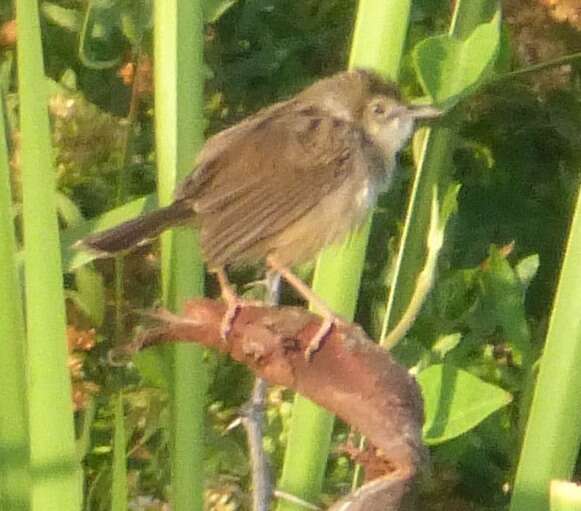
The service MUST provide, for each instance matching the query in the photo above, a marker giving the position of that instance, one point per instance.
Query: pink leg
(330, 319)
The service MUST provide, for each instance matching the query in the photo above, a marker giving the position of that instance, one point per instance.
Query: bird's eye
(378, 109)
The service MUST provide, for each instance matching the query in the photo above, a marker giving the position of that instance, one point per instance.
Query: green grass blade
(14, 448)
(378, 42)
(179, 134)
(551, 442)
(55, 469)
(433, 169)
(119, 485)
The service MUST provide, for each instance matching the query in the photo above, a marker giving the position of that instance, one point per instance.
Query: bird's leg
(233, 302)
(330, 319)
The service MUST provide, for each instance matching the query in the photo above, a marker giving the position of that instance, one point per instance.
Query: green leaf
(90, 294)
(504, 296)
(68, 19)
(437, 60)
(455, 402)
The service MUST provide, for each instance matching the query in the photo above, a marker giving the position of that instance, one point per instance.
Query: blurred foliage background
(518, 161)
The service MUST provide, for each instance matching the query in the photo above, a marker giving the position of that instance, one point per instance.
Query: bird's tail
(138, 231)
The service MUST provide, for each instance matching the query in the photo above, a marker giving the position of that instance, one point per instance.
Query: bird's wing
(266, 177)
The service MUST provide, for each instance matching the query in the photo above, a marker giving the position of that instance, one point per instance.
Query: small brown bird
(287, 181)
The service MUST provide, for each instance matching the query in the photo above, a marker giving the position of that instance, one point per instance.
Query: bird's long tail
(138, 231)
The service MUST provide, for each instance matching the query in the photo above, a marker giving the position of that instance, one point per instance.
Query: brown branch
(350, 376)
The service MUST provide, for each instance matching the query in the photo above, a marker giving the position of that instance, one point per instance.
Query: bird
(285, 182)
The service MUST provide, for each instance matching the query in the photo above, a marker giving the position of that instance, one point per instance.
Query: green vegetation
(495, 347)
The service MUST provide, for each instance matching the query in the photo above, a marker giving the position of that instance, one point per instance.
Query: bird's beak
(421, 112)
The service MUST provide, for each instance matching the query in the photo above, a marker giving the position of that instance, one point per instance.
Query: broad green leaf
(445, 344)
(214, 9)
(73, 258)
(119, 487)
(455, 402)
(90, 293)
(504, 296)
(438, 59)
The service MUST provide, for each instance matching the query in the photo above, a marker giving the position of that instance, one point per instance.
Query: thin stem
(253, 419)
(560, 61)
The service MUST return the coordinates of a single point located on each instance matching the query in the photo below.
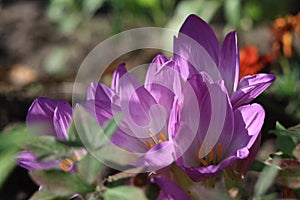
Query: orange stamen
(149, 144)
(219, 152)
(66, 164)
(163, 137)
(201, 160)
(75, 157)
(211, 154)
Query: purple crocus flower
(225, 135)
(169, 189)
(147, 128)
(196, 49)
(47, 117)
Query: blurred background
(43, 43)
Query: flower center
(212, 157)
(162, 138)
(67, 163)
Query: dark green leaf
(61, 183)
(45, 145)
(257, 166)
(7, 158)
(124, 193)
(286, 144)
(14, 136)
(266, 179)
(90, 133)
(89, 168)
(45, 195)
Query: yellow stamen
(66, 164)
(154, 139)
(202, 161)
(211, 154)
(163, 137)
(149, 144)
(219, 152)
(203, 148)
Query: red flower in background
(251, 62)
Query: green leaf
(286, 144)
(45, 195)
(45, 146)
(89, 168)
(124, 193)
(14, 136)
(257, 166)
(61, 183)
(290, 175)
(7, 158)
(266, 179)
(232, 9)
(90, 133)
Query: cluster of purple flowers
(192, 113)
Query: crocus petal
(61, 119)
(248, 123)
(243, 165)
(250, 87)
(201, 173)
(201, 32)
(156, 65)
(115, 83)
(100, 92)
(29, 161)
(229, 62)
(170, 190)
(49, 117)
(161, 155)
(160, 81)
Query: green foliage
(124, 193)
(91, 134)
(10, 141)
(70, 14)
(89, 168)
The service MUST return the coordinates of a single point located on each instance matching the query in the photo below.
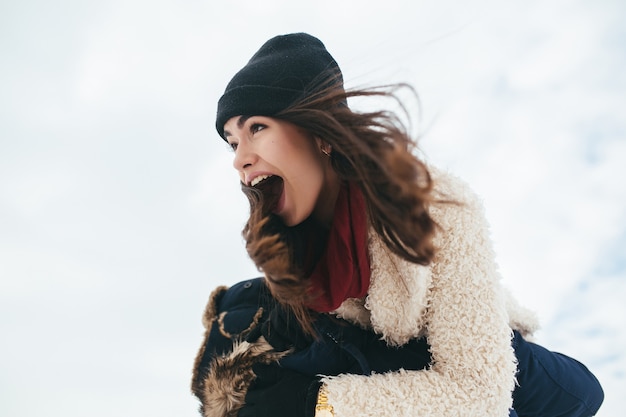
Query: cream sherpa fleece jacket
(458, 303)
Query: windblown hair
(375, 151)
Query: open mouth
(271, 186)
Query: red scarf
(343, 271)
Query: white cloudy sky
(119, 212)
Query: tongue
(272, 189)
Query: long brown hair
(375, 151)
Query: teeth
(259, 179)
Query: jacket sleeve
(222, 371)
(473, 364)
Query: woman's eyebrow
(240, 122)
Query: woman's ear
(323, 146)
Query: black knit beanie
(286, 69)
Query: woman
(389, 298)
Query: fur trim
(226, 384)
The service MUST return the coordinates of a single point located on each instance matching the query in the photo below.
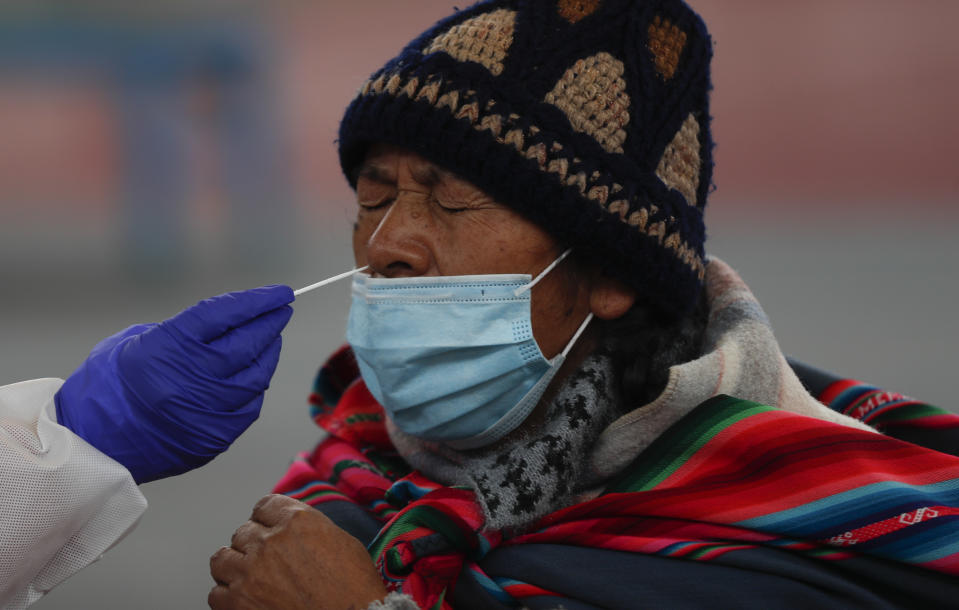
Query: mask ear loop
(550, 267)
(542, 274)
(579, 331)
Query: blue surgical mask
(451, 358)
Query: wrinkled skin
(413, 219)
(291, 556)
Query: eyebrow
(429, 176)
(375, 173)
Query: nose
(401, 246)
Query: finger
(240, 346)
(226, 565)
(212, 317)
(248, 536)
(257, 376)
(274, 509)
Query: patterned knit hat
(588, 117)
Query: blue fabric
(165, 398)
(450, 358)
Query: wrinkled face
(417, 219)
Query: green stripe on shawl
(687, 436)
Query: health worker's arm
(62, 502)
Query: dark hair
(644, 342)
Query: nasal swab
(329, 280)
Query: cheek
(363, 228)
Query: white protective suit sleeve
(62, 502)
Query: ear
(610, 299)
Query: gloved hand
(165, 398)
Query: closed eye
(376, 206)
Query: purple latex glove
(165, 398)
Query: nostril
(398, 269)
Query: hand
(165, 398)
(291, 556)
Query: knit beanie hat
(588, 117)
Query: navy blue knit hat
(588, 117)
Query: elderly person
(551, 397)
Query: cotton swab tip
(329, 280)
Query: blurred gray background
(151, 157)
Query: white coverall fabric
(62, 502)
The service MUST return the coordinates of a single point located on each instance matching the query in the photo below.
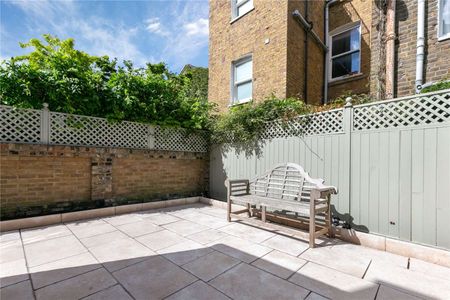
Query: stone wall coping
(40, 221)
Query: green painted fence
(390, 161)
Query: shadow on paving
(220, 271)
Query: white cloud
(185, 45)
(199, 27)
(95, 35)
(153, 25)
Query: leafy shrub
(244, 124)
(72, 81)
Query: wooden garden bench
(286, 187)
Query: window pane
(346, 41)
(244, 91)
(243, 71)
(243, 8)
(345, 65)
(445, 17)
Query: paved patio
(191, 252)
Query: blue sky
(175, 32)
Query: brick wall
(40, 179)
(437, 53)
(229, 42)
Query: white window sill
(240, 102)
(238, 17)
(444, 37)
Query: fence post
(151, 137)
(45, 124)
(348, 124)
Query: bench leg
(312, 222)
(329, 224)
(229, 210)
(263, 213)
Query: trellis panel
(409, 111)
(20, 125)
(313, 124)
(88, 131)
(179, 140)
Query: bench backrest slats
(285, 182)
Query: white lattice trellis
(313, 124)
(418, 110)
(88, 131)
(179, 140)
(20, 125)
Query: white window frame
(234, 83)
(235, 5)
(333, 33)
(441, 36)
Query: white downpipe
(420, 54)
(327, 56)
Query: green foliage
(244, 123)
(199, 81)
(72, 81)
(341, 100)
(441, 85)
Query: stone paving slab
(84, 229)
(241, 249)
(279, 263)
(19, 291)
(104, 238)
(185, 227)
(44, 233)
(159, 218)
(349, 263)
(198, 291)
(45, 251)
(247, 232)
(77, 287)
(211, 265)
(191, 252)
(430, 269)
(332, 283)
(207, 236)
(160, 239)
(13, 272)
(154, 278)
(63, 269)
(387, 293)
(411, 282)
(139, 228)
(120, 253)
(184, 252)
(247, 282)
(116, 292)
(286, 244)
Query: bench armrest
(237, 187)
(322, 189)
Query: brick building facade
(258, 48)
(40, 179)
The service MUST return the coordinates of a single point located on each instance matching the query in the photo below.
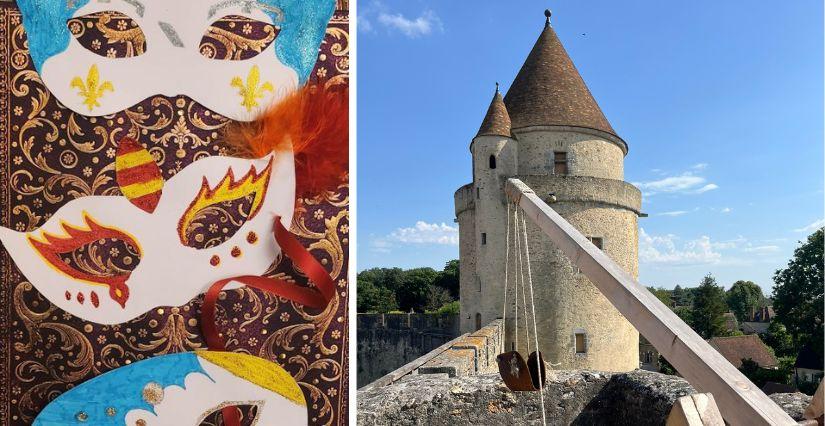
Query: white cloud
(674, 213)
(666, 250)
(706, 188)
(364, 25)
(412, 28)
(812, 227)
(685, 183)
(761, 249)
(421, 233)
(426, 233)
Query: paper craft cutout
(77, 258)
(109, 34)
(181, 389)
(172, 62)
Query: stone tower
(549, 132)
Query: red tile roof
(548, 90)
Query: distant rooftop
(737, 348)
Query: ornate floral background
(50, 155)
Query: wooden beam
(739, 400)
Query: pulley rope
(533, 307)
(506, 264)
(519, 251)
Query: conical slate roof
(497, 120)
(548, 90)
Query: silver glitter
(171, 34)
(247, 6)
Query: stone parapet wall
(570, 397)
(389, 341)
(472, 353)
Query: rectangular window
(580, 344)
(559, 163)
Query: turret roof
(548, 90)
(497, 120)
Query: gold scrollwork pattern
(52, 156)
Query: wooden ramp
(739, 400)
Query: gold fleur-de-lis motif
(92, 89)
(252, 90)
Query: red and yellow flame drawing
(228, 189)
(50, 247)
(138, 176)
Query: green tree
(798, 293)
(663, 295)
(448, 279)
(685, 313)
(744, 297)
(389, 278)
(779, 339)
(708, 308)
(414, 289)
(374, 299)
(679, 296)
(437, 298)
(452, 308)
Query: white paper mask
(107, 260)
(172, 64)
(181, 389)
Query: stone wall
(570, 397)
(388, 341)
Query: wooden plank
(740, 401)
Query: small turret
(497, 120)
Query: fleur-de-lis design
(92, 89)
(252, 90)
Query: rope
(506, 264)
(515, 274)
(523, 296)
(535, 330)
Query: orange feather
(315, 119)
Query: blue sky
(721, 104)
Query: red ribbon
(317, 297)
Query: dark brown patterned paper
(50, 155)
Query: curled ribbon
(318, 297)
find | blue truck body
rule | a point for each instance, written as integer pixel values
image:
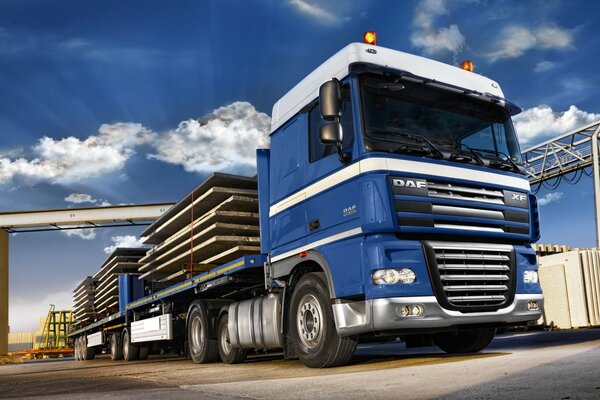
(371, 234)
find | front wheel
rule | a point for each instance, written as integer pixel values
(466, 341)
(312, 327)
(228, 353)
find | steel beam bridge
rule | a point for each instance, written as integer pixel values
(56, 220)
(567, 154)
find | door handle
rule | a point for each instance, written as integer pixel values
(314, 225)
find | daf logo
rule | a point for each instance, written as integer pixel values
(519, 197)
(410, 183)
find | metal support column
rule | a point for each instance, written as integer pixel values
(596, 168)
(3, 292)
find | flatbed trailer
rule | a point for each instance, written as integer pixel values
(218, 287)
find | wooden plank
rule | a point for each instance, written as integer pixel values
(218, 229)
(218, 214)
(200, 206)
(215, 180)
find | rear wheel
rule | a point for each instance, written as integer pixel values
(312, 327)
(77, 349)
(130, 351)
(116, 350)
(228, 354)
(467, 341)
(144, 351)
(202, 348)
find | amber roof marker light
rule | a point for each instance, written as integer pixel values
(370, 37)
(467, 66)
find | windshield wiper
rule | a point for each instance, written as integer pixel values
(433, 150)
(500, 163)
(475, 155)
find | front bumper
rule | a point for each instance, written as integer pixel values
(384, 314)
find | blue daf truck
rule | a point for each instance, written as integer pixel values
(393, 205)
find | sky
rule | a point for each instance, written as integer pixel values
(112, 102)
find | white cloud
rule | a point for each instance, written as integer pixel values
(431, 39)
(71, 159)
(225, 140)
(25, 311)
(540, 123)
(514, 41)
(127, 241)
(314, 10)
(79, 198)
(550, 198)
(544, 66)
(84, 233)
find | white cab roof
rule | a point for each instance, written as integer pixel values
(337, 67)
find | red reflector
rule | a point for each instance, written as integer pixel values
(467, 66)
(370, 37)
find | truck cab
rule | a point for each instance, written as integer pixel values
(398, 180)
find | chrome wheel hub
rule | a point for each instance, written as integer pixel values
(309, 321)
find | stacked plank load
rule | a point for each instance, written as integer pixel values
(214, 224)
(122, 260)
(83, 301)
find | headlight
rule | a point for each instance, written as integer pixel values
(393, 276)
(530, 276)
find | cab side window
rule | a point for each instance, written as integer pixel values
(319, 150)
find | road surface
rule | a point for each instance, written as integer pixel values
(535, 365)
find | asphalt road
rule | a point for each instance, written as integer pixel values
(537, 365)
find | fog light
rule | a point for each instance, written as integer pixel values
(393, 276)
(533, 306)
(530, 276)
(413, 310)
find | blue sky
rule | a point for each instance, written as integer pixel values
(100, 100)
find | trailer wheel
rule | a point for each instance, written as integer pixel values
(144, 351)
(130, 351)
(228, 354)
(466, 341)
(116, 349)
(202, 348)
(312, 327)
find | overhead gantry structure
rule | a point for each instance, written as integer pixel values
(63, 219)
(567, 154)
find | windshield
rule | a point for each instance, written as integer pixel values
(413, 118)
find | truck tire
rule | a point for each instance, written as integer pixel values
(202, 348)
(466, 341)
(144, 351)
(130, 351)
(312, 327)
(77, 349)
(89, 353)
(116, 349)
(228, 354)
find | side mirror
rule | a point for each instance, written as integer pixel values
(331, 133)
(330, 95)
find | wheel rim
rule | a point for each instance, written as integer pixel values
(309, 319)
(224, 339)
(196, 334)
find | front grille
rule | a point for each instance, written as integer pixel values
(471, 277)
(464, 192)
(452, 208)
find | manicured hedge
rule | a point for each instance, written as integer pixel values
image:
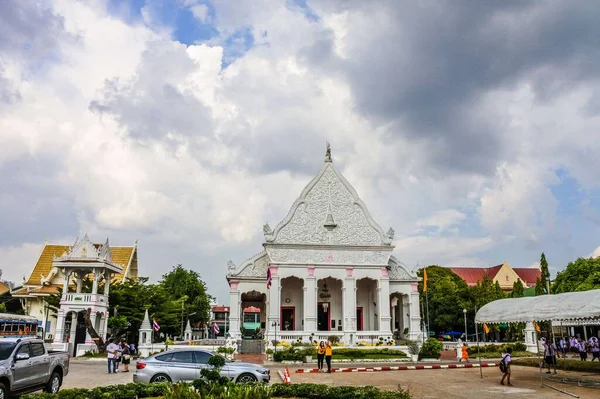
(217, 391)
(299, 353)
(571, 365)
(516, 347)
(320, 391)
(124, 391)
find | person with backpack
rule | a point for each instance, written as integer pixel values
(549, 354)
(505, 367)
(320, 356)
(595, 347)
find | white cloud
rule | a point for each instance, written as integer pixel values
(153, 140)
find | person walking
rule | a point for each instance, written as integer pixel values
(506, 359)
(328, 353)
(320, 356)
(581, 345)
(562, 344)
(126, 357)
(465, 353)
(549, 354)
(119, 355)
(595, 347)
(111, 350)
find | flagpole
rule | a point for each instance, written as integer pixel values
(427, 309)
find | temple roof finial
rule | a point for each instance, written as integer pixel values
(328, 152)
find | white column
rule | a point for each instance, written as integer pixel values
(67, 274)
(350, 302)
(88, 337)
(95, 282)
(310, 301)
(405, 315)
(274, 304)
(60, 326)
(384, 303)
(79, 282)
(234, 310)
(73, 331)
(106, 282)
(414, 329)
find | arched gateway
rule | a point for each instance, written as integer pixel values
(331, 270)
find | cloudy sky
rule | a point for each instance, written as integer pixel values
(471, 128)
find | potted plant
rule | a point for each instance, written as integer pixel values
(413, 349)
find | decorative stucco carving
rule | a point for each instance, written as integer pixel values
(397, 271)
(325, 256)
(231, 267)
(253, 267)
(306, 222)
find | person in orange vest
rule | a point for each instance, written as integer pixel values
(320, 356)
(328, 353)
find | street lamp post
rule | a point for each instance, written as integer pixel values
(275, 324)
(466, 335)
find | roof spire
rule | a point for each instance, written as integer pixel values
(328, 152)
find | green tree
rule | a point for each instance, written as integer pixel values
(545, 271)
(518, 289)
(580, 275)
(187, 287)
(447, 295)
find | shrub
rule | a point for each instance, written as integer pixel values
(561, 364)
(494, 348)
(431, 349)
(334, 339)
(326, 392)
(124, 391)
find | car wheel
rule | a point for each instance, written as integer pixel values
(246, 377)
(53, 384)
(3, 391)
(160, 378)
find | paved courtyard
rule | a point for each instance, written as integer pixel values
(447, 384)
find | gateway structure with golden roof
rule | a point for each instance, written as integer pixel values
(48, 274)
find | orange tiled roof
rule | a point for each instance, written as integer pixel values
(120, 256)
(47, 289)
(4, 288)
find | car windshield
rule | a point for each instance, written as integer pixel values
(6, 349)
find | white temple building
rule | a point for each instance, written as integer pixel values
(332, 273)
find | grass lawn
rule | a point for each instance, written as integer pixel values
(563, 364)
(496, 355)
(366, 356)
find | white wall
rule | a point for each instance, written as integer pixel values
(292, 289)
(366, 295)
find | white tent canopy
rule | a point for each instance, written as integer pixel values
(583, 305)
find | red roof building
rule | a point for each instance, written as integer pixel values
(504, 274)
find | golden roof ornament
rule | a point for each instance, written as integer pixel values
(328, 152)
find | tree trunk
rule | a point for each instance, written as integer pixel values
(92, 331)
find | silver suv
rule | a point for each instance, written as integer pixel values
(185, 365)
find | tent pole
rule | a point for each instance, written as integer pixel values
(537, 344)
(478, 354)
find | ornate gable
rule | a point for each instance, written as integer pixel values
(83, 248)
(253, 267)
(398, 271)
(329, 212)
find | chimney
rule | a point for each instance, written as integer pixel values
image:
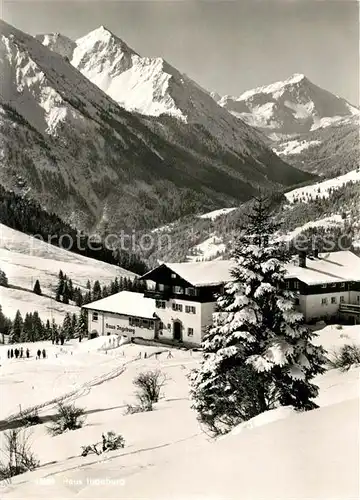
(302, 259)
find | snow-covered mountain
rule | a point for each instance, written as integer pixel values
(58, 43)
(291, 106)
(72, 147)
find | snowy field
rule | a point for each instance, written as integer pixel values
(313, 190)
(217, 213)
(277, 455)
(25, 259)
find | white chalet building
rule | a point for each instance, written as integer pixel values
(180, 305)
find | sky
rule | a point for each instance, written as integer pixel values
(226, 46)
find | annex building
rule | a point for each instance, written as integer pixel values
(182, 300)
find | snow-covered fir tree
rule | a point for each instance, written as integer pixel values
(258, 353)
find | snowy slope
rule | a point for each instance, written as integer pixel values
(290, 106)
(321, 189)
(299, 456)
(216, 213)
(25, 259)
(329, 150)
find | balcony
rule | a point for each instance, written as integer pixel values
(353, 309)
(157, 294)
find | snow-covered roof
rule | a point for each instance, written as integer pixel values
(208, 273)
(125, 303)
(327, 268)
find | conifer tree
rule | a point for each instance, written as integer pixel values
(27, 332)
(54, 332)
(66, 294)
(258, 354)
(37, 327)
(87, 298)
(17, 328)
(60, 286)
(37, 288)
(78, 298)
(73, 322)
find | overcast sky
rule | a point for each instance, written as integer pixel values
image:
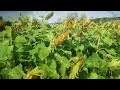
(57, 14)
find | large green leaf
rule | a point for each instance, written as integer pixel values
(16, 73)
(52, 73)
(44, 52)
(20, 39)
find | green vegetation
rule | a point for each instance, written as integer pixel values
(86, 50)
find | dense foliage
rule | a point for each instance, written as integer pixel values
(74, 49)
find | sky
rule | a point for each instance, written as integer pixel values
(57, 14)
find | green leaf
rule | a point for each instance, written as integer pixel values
• • • • •
Find the line with "find | white wall" in the entries above. Retype it and each line after it, exactly, through the line with "find | silver suv", and stop there.

find | white wall
rule | a point for each instance, written as integer pixel values
(292, 289)
(366, 295)
find | white tent canopy
rule | a point for each instance, written as integer pixel values
(583, 305)
find | red roof building
rule | a point for each instance, written as integer pixel values
(504, 274)
find | golden roof ornament
rule | a point for each instance, written as integer pixel values
(328, 152)
find | tree trunk
rule | a point for each instance, written as integer pixel values
(92, 331)
find | silver suv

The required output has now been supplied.